__DIRECTION__:
Retype every one of the rows below without changing a single character.

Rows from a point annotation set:

- - -

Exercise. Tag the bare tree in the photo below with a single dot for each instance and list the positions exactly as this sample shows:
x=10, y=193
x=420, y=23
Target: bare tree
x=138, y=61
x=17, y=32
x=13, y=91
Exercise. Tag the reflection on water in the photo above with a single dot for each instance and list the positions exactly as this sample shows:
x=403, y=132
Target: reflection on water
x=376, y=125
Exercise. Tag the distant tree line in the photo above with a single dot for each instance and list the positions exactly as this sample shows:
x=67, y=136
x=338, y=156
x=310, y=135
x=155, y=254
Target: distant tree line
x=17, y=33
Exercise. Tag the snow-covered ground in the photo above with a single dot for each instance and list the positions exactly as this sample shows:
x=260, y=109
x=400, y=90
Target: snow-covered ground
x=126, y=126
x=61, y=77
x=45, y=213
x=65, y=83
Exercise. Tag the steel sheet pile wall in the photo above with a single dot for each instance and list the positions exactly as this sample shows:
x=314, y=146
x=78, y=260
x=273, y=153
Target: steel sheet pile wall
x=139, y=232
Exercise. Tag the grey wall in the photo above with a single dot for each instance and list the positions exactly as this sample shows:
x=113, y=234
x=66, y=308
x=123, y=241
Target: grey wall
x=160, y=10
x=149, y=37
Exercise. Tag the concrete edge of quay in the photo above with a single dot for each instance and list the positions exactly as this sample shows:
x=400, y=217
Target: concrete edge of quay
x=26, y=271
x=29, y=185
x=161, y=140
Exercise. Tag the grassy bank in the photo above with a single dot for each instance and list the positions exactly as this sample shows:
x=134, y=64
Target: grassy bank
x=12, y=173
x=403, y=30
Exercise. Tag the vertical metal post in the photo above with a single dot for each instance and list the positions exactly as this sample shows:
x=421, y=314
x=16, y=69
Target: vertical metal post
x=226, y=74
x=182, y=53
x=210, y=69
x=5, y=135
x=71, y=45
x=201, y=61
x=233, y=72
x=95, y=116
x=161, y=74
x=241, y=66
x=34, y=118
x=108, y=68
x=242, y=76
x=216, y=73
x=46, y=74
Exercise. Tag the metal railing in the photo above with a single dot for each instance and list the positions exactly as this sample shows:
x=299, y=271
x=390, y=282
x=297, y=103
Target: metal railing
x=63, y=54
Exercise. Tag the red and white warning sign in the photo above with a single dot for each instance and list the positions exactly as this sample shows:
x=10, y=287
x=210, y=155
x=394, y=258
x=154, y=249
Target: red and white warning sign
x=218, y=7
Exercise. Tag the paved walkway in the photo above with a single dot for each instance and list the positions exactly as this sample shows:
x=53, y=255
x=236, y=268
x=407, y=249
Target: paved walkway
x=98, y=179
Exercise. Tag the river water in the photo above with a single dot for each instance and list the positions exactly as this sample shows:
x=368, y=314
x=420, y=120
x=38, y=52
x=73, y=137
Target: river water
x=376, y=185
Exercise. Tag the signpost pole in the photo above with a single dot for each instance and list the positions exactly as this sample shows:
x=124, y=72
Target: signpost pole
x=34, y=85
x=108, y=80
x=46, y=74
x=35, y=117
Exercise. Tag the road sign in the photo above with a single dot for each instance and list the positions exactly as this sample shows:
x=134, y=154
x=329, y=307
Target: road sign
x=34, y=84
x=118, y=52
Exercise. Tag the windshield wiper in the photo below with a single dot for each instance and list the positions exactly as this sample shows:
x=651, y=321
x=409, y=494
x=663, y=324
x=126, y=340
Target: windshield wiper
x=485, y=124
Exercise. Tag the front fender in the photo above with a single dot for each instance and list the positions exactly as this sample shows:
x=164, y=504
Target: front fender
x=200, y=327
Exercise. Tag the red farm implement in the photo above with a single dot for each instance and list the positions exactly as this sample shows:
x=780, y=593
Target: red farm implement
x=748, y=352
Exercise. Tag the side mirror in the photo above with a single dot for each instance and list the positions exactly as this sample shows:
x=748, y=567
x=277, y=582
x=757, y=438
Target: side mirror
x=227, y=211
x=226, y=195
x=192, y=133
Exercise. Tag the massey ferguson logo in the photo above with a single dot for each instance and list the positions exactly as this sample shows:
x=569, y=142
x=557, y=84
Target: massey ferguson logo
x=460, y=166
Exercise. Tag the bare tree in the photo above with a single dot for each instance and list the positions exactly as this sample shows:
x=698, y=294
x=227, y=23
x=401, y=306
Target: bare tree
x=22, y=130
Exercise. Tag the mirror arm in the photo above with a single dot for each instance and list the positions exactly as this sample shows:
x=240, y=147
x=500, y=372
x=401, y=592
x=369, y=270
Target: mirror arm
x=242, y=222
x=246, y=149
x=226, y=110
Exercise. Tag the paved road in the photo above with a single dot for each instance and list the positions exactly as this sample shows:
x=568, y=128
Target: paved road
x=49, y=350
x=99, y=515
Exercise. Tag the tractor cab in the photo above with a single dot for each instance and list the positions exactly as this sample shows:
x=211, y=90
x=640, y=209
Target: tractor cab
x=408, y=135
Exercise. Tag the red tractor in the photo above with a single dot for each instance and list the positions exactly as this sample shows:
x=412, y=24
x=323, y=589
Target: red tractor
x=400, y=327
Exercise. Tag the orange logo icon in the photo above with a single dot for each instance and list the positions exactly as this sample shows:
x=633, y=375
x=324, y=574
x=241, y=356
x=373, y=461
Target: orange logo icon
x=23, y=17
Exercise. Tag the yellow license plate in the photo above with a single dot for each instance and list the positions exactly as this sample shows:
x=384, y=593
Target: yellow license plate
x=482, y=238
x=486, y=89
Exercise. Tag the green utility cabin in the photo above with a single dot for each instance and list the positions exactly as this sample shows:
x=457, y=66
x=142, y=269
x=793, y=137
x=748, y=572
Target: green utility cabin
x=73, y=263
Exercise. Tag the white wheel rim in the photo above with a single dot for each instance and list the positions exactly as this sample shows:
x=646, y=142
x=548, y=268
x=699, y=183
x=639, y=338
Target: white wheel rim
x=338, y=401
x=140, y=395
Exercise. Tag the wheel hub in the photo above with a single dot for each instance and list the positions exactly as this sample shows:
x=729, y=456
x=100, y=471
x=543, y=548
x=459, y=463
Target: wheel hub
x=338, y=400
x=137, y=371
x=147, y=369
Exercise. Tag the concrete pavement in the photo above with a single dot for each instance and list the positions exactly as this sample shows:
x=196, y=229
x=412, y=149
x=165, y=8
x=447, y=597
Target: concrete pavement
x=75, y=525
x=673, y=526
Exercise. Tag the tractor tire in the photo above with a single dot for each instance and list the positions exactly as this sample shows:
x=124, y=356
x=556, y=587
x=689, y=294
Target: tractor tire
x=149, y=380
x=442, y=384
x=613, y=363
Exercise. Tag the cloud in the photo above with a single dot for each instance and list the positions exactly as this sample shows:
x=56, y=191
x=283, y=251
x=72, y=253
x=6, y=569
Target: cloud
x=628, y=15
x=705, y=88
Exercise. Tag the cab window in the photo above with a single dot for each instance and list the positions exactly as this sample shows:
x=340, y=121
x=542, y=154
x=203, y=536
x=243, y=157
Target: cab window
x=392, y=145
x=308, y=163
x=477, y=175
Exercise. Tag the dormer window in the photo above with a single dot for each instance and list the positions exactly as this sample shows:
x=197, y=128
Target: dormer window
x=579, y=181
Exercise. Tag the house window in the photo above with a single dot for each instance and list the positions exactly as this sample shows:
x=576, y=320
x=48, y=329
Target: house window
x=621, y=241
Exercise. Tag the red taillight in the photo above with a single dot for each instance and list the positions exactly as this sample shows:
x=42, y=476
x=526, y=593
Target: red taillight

- - -

__EXERCISE SOLUTION__:
Exercise. Tag the bare tree in the photo below with a single dot for each instance and list the positions exactly as this sample shows:
x=10, y=193
x=420, y=23
Target: bare tree
x=138, y=61
x=17, y=32
x=13, y=91
Exercise. Tag the reflection on water in the photo above with a single dot for each instance and list the positions exactly as this sample shows:
x=403, y=132
Target: reflection on water
x=376, y=125
Exercise. Tag the distant tree line in the photo above with a single dot for each instance and list the positions exactly as this sample shows:
x=67, y=136
x=338, y=156
x=310, y=135
x=155, y=254
Target: distant tree line
x=17, y=33
Exercise. Tag the snow-covered ground in the photo above with a single dot for each instance and list the positions exactly as this sample shows:
x=260, y=109
x=400, y=90
Target: snow-covered ground
x=126, y=126
x=61, y=77
x=45, y=213
x=65, y=83
Exercise. Tag the steel sheet pile wall in the photo above with a single dot for each instance and list the positions exactly as this sample shows:
x=314, y=146
x=78, y=260
x=273, y=153
Target: steel sheet pile wall
x=139, y=232
Exercise. Tag the grey wall in the photo above with a single dot for each instance and list the positions exactly as this sample shows:
x=113, y=234
x=66, y=308
x=123, y=241
Target: grey wall
x=160, y=10
x=149, y=37
Exercise. Tag the concrete edge of quay in the photo above with a single dot for each instance and list the positions exactly as this sample shows:
x=400, y=217
Target: concrete edge of quay
x=26, y=271
x=29, y=185
x=161, y=140
Exercise. Tag the grassy bank in the photo above with a single dot for each instance and list the positions exactly as this sample shows:
x=134, y=64
Target: grassy bank
x=12, y=173
x=403, y=30
Exercise. Tag the vertical metal post in the photo above with a single dot for each instance and list the positions exactly as this sample shows:
x=421, y=314
x=16, y=69
Target: vertical metal post
x=226, y=74
x=182, y=53
x=210, y=69
x=5, y=135
x=71, y=45
x=201, y=61
x=233, y=72
x=95, y=116
x=161, y=74
x=241, y=66
x=34, y=118
x=108, y=68
x=242, y=76
x=216, y=73
x=46, y=74
Exercise. Tag the metal railing in the photo above with a single dot for each instance and list the positions exactly as this sample shows:
x=299, y=271
x=390, y=282
x=297, y=103
Target: metal railing
x=63, y=54
Exercise. Tag the red and white warning sign in the photo above with a single dot for each instance and list the positions exactly as this sample shows:
x=10, y=287
x=210, y=155
x=394, y=258
x=154, y=249
Target: red and white warning sign
x=218, y=7
Exercise. Tag the paved walkway in the photo above with a single dot for each instance and list the positions exactly as this sample shows:
x=53, y=255
x=236, y=268
x=407, y=249
Target: paved walkway
x=98, y=179
Exercise. Tag the river water in the photo above with a single dot for each instance and list the positions exactly as this sample shows:
x=368, y=314
x=420, y=120
x=38, y=52
x=73, y=137
Target: river water
x=376, y=185
Exercise. Tag the signpost pole in the photo above with a single dot for each instance and list the positions exactly as this sample shows:
x=124, y=72
Target: signpost pole
x=34, y=85
x=108, y=80
x=46, y=74
x=35, y=117
Exercise. Tag the road sign in the photo above with a single dot for each instance and list the positions exactly as this sample shows:
x=134, y=154
x=329, y=307
Target: road sign
x=34, y=84
x=118, y=52
Exercise. Tag the windshield wiper in the photo below with a single dot for each instance and list the positions exactly as this sample shows:
x=651, y=321
x=409, y=494
x=663, y=324
x=126, y=340
Target: windshield wiper
x=485, y=124
Exercise. Tag the front fender in the photo above with a single dot for each instance and list the positions exactly as this sample shows:
x=164, y=504
Target: front fender
x=200, y=327
Exercise. Tag the red farm implement in the photo above with a single dot for each instance and list the positions exactly as this sample shows:
x=780, y=593
Target: red farm implement
x=748, y=352
Exercise. Tag the side mirror in the photo above with a single dot for each instance and list the positions exactly as this sample shows:
x=748, y=567
x=277, y=582
x=757, y=438
Target: side mirror
x=227, y=211
x=226, y=195
x=192, y=133
Exercise. Tag the massey ferguson logo in the photo above with a single dot for each instance and list the positions exactly as this sample shows:
x=569, y=142
x=557, y=84
Target: massey ferguson logo
x=460, y=166
Exercise. Tag the bare tree in the photo above with a single dot for each instance and list the positions exactly as this sample shows:
x=698, y=294
x=227, y=23
x=401, y=306
Target: bare tree
x=22, y=130
Exercise. Tag the mirror arm in the photo above with a single dot for each instance and list the positions exactly as this sample shows:
x=240, y=147
x=500, y=372
x=401, y=592
x=369, y=270
Target: mirror arm
x=242, y=222
x=246, y=149
x=226, y=110
Exercise. Tag the paved road in the photo above with a single dot for each instance and list the positions exactly as this sample shows:
x=568, y=128
Target: paved road
x=49, y=350
x=99, y=515
Exercise. Tag the tractor cab in the photo above with a single dot for each instance and list the positions exactly as this sample shows:
x=211, y=90
x=640, y=209
Target: tractor cab
x=408, y=135
Exercise. Tag the red tractor in the photo above with a single dot for each instance and list the positions exactly as this sample shows:
x=412, y=24
x=323, y=589
Target: red tractor
x=400, y=327
Exercise. Tag the orange logo icon in the photo above with a single dot for each instance and list the positions exactly as this sample shows:
x=633, y=375
x=324, y=574
x=241, y=356
x=373, y=461
Target: orange logo icon
x=23, y=17
Exercise. Tag the yellow license plate in the photo above with a single dot for each instance and list the positions exactly as this sample shows:
x=384, y=593
Target: yellow license plate
x=482, y=238
x=486, y=89
Exercise. Tag the green utility cabin in the photo above with a single dot for each instance and list the positions exactly as this sample shows:
x=457, y=66
x=142, y=269
x=793, y=137
x=748, y=572
Target: green utility cabin
x=73, y=263
Exercise. Tag the white wheel rim in the photo above with a single dot for each instance and list the positions exactly as this sample shows:
x=646, y=142
x=548, y=268
x=699, y=183
x=639, y=338
Target: white wheel rim
x=338, y=401
x=140, y=395
Exercise. Tag the wheel hub in the photo above with a single dot for each instance and list the positions exactly as this sample shows:
x=729, y=456
x=100, y=471
x=543, y=548
x=459, y=463
Target: wheel hub
x=338, y=400
x=137, y=371
x=147, y=369
Exercise. Tag the concrete pavement in the photo above with a single dot for each instance and list the positions exactly as this sample shows:
x=196, y=229
x=412, y=149
x=165, y=8
x=447, y=597
Target: concrete pavement
x=75, y=525
x=673, y=526
Exercise. Tag the tractor tire in the photo above with a single dot for each instance and list the positions exactly as this sample shows:
x=124, y=356
x=556, y=587
x=689, y=294
Target: tractor tire
x=149, y=380
x=442, y=384
x=613, y=363
Exercise. Tag the cloud in the photo above with a single dot for each instance and list the positions exactly as this sample shows:
x=56, y=191
x=283, y=251
x=72, y=253
x=6, y=569
Target: cloud
x=628, y=15
x=705, y=88
Exercise. Tag the cab window in the photo above with a single dot for each instance and list the positions exactly as this sample shows:
x=340, y=121
x=542, y=154
x=203, y=536
x=243, y=157
Target: cab window
x=392, y=145
x=308, y=163
x=477, y=175
Exercise. Tag the dormer window in the photo above with a single dot for each instance and list the positions exactly as this sample shows:
x=197, y=128
Target: dormer window
x=579, y=181
Exercise. Tag the house window in the photo above with a single dot for each instance and list the positions exactly as this sample shows:
x=576, y=320
x=48, y=329
Target: house window
x=621, y=241
Exercise. Tag the red taillight in the photo above with a single dot for each instance and list the positions exactly as this sample shows:
x=42, y=476
x=526, y=593
Target: red taillight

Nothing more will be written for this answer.